=== SOURCE TEXT ===

■ ■ ■ ■ ■ ■ ■

The Man Who Made the Movies


Published by HarperCollins
This biography of a forgotten film-industry titan with a still-famous name is both “a great American success story and a shudder-provoking cautionary tale” (The Wall Street Journal).

A Huffington Post Best Film Book of the Year

A major Hollywood studio still bears William Fox’s name—but the man himself has mostly been forgotten by history, even written off as a failure. This vivid biography, drawing on a decade of original research, corrects the record, explaining why Fox’s legacy is central to the history of Hollywood.

Growing up in Lower East Side tenements, the eldest son of impoverished Hungarian immigrants, Fox began selling candy on the street. That entrepreneurial ambition eventually grew one small Brooklyn theater into a $300 million empire of deluxe studios and theaters that rivaled those of Adolph Zukor, Marcus Loew, and the Warner brothers, and launched stars such as Theda Bara. Amid the euphoric roaring twenties, the early movie moguls waged a fierce battle for control of their industry. A fearless risk-taker, Fox won and was hailed as a genius—until a confluence of circumstances, culminating with the 1929 stock market crash, led to his ruin.

■ ■ ■ ■ ■ ■ ■

=== INFORMATION SHOWN ===
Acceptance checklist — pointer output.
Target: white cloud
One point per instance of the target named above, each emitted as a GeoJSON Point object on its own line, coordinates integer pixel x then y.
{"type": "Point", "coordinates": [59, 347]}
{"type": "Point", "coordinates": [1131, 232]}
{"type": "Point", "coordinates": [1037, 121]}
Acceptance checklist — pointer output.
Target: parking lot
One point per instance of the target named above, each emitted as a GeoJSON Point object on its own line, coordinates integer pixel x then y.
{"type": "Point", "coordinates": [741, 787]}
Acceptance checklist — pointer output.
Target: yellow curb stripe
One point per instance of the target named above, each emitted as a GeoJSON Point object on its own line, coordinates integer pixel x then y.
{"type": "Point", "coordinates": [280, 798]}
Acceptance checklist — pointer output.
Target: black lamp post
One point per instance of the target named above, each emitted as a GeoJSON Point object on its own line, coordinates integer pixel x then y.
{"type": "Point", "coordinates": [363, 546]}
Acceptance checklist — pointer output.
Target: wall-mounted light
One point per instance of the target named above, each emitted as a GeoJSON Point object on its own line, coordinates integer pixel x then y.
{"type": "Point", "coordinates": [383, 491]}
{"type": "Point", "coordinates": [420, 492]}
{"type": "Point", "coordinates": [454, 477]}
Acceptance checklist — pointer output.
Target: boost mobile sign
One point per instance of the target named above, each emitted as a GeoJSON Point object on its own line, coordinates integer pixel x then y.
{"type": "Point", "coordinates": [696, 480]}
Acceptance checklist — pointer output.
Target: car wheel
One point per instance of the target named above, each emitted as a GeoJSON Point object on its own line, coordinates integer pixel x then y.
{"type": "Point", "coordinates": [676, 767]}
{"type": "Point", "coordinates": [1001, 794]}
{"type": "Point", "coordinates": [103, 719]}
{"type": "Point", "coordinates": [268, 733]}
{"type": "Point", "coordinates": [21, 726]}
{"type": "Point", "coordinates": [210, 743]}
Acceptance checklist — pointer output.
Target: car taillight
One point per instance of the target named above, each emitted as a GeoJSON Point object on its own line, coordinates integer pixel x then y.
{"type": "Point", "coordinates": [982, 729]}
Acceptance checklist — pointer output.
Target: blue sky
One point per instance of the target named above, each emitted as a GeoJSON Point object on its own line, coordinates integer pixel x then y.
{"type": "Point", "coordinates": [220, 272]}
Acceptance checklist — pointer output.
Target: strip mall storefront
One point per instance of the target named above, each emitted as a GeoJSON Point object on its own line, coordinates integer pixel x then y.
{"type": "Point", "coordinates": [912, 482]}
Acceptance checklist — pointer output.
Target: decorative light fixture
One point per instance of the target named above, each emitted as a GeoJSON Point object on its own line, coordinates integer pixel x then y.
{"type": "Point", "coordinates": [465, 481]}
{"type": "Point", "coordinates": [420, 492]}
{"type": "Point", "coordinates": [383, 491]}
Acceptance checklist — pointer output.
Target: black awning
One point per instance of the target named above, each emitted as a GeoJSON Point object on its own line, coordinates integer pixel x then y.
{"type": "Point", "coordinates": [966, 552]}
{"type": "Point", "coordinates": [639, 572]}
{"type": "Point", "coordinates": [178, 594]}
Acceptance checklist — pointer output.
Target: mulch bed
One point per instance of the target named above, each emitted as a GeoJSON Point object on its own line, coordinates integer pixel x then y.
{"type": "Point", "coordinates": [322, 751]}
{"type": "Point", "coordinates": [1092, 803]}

■ ■ ■ ■ ■ ■ ■

=== INSTRUCTIONS FOR THE TASK ===
Please translate this sentence from the book description about William Fox into Spanish: "Growing up in Lower East Side tenements, the eldest son of impoverished Hungarian immigrants, Fox began selling candy on the street." The records aren't needed for this.

=== SOLUTION ===
Criado en las casas de vecindad del Lower East Side, hijo mayor de inmigrantes húngaros empobrecidos, Fox comenzó a vender golosinas en la calle.